> [Work to be completed]
Display each line of the data below that contains the string "inside", copied verbatim. The match is case-sensitive.

> [Records supplied]
==================================================

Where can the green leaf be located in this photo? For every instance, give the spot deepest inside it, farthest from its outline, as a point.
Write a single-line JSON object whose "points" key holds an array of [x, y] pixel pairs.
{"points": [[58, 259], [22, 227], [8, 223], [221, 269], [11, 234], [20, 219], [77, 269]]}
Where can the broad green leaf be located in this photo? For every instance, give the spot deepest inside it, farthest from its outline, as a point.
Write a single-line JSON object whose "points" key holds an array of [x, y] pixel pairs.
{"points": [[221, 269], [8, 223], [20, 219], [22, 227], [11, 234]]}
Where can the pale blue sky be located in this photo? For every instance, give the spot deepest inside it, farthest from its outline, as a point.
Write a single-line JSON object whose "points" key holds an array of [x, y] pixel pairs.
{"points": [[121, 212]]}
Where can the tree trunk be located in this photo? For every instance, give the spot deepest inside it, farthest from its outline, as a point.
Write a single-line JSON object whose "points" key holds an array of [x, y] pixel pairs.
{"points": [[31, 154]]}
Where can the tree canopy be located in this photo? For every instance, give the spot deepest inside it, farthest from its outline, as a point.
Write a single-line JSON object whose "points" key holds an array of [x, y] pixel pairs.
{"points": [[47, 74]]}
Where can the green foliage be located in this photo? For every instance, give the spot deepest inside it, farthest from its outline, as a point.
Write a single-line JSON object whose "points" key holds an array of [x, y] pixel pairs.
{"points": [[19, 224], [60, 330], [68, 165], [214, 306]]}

==================================================

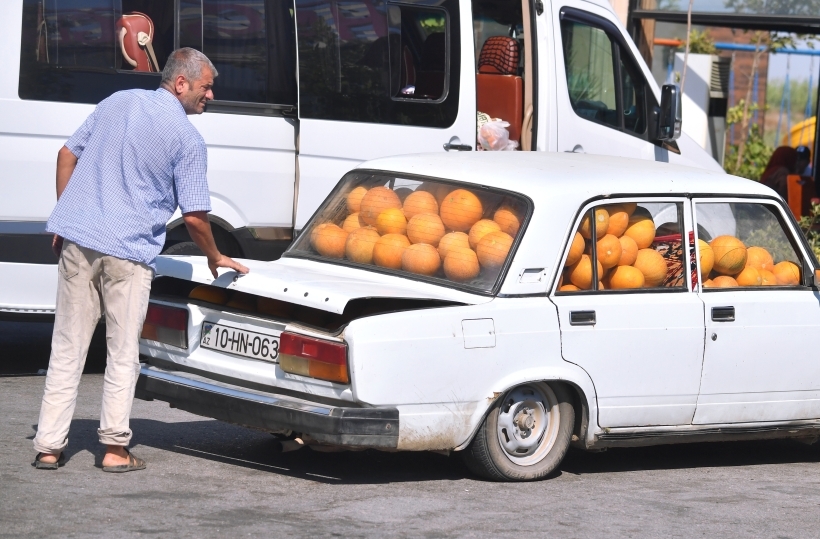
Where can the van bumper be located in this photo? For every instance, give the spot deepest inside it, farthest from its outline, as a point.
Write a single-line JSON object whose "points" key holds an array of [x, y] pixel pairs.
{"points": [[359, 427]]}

==================================================

> [Complete response]
Where can the green leaf be located in this photo? For every instance, give the spot deepest inside it, farthest from its outline, as a point.
Where can the broad green leaf be located in this photo? For every instance, give the spot deepest inside it, farthest from its outline, as a point.
Where can the pale blue sky be located in this photo? For every instance, give the spot deepest inside it, farthest from its outline, as a point.
Where can the tree trunk be located in this photo? For every instance, give the spot deepest inside it, farthest from its outline, as a point.
Where can the tree canopy be located in this photo? For every instance, give the spot deepest inside it, farthest from its outline, as a point.
Where can the green foliage be located in this photo? For every instance, give the spot deepest inside it, farthest from its outline, as a point.
Where can the van bumper be located in this photo? For every instance, give the spot deepest inside it, farthest from its outline, as a point.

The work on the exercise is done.